**Aim of the exercise**
Scan the entries below for the word "football", then copy each line that holds it.

Stored data entries
------------------------
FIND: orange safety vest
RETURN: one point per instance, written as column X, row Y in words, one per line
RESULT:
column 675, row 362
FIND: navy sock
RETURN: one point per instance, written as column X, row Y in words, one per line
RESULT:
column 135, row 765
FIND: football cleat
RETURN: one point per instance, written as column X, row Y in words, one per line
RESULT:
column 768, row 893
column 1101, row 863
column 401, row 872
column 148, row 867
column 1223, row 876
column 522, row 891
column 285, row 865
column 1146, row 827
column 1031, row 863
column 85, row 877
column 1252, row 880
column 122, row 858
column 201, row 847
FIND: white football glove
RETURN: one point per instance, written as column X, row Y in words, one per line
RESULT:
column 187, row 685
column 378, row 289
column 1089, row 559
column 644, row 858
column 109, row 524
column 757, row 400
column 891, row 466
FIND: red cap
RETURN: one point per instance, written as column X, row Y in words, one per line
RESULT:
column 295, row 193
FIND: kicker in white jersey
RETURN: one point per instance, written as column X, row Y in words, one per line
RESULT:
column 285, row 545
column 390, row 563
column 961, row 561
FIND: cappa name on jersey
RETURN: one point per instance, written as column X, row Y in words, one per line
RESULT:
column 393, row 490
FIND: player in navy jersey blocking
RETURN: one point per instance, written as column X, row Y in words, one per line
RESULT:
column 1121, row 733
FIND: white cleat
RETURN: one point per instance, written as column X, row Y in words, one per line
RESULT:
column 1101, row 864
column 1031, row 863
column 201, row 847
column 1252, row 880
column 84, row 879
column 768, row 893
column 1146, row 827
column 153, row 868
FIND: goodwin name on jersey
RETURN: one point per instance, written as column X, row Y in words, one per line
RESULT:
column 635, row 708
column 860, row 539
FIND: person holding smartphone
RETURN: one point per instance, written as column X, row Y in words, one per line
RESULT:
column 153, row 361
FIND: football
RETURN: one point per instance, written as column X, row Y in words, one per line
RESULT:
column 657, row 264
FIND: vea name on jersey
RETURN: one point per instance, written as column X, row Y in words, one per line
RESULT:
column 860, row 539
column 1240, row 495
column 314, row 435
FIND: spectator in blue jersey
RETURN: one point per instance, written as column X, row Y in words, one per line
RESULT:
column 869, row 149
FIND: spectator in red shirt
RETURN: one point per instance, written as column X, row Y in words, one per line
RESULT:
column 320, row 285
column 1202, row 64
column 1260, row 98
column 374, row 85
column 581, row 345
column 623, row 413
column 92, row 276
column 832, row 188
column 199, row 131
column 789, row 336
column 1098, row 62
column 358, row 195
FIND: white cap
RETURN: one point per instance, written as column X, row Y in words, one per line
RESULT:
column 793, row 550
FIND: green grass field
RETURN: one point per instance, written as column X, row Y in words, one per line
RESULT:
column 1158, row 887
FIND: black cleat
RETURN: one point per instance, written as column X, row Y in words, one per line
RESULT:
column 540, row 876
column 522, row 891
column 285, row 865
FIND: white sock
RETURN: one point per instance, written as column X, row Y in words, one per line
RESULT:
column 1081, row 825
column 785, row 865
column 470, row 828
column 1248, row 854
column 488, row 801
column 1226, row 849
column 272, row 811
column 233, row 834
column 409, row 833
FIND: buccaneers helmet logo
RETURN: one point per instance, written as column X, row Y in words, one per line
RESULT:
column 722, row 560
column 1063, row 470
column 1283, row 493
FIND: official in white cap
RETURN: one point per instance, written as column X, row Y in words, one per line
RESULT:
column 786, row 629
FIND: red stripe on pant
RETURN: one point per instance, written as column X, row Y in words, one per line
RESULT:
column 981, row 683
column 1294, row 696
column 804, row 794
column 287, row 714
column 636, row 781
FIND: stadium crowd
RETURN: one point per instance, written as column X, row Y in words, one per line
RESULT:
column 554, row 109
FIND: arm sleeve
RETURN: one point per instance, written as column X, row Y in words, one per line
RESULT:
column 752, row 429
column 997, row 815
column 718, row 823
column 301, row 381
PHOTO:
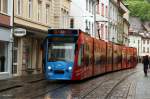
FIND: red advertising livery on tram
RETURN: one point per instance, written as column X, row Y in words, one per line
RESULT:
column 73, row 55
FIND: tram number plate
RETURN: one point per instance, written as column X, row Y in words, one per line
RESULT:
column 59, row 72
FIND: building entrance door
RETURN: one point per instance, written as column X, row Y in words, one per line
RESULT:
column 15, row 58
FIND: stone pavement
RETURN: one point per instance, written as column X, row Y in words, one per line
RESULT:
column 142, row 87
column 139, row 85
column 19, row 81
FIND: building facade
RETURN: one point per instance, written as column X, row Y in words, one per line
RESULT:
column 102, row 17
column 6, row 14
column 82, row 15
column 116, row 21
column 33, row 18
column 61, row 14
------------------------
**Written response**
FIND: football cleat
FIND: white football glove
FIND: football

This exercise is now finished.